━━━ DATA LISTING ━━━

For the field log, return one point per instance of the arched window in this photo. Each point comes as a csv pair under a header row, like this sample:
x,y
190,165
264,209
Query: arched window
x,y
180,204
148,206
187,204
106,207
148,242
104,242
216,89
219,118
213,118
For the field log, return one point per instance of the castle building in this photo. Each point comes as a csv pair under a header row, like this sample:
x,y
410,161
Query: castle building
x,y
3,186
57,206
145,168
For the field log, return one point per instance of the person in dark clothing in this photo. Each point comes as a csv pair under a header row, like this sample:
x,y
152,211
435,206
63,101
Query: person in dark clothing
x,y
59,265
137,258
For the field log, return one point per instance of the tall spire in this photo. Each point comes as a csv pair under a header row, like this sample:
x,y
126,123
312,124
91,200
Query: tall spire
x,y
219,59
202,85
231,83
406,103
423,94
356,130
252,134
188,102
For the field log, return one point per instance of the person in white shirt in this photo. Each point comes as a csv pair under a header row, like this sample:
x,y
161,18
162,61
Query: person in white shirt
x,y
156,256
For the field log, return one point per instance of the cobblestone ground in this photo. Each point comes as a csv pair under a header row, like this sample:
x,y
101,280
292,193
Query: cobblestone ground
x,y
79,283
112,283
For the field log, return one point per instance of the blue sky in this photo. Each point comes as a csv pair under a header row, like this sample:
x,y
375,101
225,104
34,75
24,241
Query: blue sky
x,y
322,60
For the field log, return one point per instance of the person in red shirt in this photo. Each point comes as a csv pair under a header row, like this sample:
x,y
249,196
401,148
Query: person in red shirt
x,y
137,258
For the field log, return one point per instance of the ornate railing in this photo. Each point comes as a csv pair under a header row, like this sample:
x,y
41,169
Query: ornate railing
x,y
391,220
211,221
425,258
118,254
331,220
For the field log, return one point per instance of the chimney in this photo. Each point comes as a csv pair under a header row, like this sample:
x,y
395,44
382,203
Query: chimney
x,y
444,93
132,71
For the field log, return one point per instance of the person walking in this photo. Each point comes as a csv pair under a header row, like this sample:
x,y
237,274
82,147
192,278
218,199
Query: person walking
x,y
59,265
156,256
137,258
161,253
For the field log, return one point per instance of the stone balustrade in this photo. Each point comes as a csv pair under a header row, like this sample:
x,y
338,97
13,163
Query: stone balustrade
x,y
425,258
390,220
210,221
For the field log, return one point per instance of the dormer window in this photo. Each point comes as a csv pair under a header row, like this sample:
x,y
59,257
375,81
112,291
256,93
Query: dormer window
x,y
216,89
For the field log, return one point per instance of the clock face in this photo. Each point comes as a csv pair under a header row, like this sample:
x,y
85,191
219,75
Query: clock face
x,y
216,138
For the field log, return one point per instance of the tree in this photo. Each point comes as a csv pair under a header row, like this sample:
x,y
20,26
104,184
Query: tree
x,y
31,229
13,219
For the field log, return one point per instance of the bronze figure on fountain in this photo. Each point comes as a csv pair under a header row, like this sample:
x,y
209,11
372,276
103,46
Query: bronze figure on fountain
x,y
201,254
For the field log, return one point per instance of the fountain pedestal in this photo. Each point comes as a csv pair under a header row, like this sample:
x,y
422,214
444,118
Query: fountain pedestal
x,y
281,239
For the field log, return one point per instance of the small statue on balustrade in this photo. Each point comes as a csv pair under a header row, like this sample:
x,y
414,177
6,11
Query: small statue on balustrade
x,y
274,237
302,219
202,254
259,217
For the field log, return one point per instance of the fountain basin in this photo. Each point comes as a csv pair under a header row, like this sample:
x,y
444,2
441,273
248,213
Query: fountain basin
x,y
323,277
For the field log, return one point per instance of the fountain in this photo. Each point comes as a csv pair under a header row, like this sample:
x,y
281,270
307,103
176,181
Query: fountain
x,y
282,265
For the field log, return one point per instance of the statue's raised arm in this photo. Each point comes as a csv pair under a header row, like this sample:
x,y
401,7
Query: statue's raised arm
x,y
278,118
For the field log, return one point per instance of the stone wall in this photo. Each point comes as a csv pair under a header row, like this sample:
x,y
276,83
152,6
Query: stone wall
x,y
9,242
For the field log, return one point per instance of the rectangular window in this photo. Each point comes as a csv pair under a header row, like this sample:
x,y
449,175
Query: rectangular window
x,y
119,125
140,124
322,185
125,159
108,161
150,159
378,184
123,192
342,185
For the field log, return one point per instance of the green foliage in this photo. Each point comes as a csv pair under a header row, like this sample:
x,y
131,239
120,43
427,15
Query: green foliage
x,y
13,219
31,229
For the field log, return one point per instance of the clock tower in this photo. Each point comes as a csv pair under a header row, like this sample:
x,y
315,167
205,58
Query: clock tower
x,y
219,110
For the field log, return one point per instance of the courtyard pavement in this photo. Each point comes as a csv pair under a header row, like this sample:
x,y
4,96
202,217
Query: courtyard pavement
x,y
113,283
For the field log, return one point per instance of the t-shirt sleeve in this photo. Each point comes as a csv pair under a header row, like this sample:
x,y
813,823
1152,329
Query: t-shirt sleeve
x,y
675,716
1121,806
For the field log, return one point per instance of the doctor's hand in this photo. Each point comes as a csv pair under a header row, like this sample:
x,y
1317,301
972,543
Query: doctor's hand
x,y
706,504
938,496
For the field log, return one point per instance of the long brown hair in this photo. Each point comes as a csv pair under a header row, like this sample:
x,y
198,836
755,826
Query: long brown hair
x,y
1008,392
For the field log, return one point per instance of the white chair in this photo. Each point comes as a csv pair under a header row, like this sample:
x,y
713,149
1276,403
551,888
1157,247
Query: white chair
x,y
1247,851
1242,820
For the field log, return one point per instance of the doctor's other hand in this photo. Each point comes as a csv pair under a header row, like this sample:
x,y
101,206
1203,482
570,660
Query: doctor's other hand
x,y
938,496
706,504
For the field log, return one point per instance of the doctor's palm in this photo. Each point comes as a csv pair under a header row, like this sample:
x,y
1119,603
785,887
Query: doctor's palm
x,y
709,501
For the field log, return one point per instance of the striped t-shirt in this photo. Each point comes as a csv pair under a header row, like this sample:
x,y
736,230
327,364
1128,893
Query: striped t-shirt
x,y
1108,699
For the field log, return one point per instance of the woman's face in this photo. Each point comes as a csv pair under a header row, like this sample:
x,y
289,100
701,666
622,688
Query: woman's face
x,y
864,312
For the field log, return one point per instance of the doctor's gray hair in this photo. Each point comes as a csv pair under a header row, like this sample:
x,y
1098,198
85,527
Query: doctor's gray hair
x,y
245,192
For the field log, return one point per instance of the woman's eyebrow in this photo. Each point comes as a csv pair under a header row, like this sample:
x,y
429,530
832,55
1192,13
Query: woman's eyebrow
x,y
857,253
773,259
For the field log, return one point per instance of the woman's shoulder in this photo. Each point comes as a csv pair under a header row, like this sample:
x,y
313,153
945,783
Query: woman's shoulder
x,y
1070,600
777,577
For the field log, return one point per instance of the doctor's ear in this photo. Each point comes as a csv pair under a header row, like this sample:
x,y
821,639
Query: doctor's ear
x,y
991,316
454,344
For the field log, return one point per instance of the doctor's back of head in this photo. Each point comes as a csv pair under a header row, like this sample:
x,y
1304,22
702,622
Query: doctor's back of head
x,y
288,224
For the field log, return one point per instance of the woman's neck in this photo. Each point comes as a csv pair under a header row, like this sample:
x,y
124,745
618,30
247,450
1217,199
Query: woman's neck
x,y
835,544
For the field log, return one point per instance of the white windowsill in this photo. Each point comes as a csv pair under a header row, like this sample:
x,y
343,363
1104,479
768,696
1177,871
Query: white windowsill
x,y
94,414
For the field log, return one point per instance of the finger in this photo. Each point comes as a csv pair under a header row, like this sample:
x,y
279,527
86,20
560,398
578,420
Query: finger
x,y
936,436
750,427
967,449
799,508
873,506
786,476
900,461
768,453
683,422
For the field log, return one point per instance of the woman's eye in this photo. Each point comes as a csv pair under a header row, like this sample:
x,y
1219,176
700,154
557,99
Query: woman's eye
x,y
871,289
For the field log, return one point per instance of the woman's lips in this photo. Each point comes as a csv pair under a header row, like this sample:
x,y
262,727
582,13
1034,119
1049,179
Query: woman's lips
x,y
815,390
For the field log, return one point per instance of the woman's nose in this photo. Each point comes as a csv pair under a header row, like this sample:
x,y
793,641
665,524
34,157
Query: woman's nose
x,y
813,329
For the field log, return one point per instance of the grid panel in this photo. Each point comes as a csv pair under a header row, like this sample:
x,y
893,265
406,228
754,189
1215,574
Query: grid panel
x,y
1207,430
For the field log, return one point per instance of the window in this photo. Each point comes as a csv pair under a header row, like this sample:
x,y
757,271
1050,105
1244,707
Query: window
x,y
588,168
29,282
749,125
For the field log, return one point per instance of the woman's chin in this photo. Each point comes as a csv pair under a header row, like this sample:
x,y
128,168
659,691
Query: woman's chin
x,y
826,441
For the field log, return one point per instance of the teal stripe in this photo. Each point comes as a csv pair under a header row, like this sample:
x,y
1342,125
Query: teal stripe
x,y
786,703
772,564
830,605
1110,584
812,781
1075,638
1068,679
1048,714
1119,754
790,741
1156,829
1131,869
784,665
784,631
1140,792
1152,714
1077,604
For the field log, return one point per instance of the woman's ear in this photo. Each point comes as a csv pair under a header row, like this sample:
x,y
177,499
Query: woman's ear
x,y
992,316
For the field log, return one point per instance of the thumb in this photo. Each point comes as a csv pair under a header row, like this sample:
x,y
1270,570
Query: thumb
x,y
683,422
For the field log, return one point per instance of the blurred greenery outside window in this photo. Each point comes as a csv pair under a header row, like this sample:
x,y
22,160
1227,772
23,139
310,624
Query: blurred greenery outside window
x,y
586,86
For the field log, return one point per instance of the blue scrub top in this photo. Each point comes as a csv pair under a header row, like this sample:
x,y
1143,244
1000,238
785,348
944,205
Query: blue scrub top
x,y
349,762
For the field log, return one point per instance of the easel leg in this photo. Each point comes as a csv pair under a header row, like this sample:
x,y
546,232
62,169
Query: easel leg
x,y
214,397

━━━

- _DESCRIPTION OF THE TASK_
Copy out every line from the one containing "the woman's ear" to the end of the material, both ends included.

- _THE ANSWER_
For the field log, return one point per instance of the woman's ear in this photo. Each point comes as a csv pair under a header row, like this sample:
x,y
177,499
Query: woman's ear
x,y
992,316
For the field log, return one point per instance of the thumb in this photo. Each point comes as a csv pair under a header row, like this sample:
x,y
1270,570
Query: thumb
x,y
683,422
For the field log, return one point per instance of the blurred greenery outside window in this photo. Each point comes as a csv pair under a header row, like this sample:
x,y
22,160
1227,772
23,139
310,624
Query: blurred greenery outside window
x,y
586,86
For the field log, return one point per instance of the blue scrub top in this photo. Each point comes as a csv pair under a header row, like this sample:
x,y
1143,244
1000,238
785,348
944,205
Query: blue scrub top
x,y
349,762
For the field log, return one point per instance of the easel leg in this photo. Each point comes as a csv pair under a header row, like this sample:
x,y
546,232
62,169
Query: easel leg
x,y
214,397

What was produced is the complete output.